> _EXERCISE GOAL_
Continue the HydraMem architecture page from its last line, picking up with the next design decision for the MCP server.

[SUPPLIED PASSAGE — start]

Architecture¶
HydraMem is built around four layers that work together to provide accurate, low-hallucination context to AI agents.
System diagram¶
┌──────────────────────────────────────────────────────────────────────┐
│ Layer 1: AI Clients │
│ OpenCode · Claude Desktop · Cursor · VS Code Copilot · Custom │
│ Invokes Agent Skills (.github/skills/hydramem-*) │
└─────────────────────────────┬────────────────────────────────────────┘
│ HTTP / MCP (Model Context Protocol)
┌─────────────────────────────▼────────────────────────────────────────┐
│ Layer 2: MCP Server (hydramem/server.py) │
│ FastMCP · 18 tools · multi-provider LLM · telemetry logging │
└──────────────┬──────────────────────────┬────────────────────────────┘
│ │
┌──────────────▼──────────────┐ ┌────────▼───────────────────────────┐
│ Layer 3a: Retrieval │ │ Layer 3b: Autonomous Learning │
│ hydramem/search.py │ │ hydramem/garden/gardener.py │
│ · priming_context (fast) │ │ · Phase 1: Relation Inference │
│ · hydra_search (full) │ │ · Phase 2: SR-MKG + VoG verify │
│ · expand_context │ │ · Phase 3: Graph Pruning │
│ · trace_path │ │ hydramem/gnn_prune.py (LightGNN) │
│ │ │ │
│ hydramem/verification/ │ │ │
│ · SR-MKG scoring │ │ │
│ · VoG LLM verification │ │ │
└──────────────┬──────────────┘ └────────┬───────────────────────────┘
│ │
┌──────────────▼──────────────────────────▼───────────────────────────┐
│ Layer 4: Storage (hydramem/storage/) │
│ ┌──────────────────────────────┐ ┌────────────────────────────┐ │
│ │ LadybugDB / Kuzu │ │ LanceDB │ │
│ │ Graph: entities, relations, │ │ Vector index: embeddings, │ │
│ │ chunks, sessions │ │ ANN search (HNSW) │ │
│ │ Cypher queries │ │ In-memory fallback │ │
│ └──────────────────────────────┘ └────────────────────────────┘ │
│ ┌──────────────────────────────────────────────────────────────┐ │
│ │ Telemetry: ~/.hydramem/metrics.db (SQLite) │ │
│ └──────────────────────────────────────────────────────────────┘ │
└──────────────────────────────────────────────────────────────────────┘
Layer 1 – AI Clients¶
HydraMem integrates with any MCP-compatible AI client. The five bundled Agent Skills (.github/skills/) provide structured workflows for the most common operations:
| Skill | Triggered when agent needs to… |
|---|---|
hydramem-query |
Answer a factual question from the knowledge base |
hydramem-reason |
Multi-hop causal reasoning over the graph |
hydramem-ingest |
Add new documents to the knowledge base |
hydramem-link |
Curate relations manually |
hydramem-garden |
Run the Night Gardener maintenance cycle |
Skills are YAML-frontmatter Markdown files that describe tool sequences to the AI client. They work with any client that supports MCP + agent skills (OpenCode, Cursor, Claude Desktop with plugins).
Layer 2 – MCP Server¶
hydramem/server.py runs a FastMCP HTTP server exposing 18 tools.
Key design decisions:
- Every tool logs telemetry atomically before returning — no silent failures.

[SUPPLIED PASSAGE — finish]
[PROVIDED RECORDS — start]

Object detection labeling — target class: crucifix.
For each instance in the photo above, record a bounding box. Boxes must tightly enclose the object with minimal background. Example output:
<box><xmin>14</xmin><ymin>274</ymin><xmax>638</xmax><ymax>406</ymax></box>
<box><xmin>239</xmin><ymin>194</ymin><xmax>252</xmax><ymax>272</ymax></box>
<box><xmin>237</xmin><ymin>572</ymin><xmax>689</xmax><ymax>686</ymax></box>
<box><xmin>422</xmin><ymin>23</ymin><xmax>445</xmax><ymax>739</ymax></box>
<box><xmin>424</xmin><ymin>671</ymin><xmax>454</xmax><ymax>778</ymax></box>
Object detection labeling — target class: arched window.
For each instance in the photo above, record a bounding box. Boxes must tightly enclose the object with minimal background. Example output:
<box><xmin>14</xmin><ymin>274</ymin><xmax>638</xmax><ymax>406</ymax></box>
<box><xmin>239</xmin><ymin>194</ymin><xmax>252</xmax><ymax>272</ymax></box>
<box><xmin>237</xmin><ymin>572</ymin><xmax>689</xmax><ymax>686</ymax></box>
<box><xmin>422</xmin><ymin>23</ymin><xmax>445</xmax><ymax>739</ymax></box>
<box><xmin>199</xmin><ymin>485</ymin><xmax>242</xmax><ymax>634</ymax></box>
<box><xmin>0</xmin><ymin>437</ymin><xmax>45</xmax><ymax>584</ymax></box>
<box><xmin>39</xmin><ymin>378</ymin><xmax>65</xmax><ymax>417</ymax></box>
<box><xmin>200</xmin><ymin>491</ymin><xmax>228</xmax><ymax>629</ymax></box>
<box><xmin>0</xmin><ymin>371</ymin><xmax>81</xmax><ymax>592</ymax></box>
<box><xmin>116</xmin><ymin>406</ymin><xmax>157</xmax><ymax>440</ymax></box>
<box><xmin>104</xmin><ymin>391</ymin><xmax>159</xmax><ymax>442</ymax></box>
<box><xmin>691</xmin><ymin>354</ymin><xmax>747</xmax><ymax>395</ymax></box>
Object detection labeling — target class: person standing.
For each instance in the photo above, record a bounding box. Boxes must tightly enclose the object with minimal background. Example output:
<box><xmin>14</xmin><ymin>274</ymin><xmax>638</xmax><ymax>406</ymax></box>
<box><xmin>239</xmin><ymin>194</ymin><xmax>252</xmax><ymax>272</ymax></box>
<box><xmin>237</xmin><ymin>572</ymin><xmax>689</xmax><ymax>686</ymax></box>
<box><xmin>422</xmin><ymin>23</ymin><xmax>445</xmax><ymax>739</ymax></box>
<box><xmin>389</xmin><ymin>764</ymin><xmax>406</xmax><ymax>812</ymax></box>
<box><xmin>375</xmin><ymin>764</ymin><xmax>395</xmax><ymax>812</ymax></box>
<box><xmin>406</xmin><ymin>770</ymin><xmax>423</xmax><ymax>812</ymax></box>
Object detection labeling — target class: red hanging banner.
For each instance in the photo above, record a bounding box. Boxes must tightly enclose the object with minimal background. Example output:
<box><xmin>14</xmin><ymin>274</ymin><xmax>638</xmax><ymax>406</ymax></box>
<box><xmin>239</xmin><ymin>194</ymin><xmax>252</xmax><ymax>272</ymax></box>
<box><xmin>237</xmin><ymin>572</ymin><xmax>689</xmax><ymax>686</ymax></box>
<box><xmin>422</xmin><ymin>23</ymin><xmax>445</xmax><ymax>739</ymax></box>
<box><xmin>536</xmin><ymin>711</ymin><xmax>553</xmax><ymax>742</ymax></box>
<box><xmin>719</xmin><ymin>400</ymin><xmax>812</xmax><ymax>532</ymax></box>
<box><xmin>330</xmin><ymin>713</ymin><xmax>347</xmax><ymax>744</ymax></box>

[PROVIDED RECORDS — finish]

> _ANSWER SECTION_
- Project namespacing — all storage is keyed by project to support multiple independent knowledge bases on one instance.
- Session IDs — each server boot gets a UUID; tools accept an optional session_id override for grouping agent interactions.
- Multi-provider LLM — resolved at startup from config.yml; each tool inherits the global preset unless overridden.
Layer 3a – Retrieval Pipeline¶
priming_context (fast path)¶
Used when the agent needs quick context before a conversational turn.
Query → embed (nomic-embed-text-v1.5)
→ LanceDB ANN top-k chunks
→ entity extraction from query (regex + heuristics)
→ graph neighbour expansion (1 hop)
→ deduplicate + rank
→ return context string + chunk list
Average latency: < 100 ms on a modern laptop (no LLM call required).
hydra_search (full path)¶
Used for deep research questions where accuracy matters more than speed.
Query → embed
→ LanceDB ANN top-k
→ entity expansion (BFS / PPR / hybrid)
→ candidate relation retrieval
→ SR-MKG scoring (topological, no LLM; optionally calibrated)
→ borderline relations → VoG (LLM step-by-step)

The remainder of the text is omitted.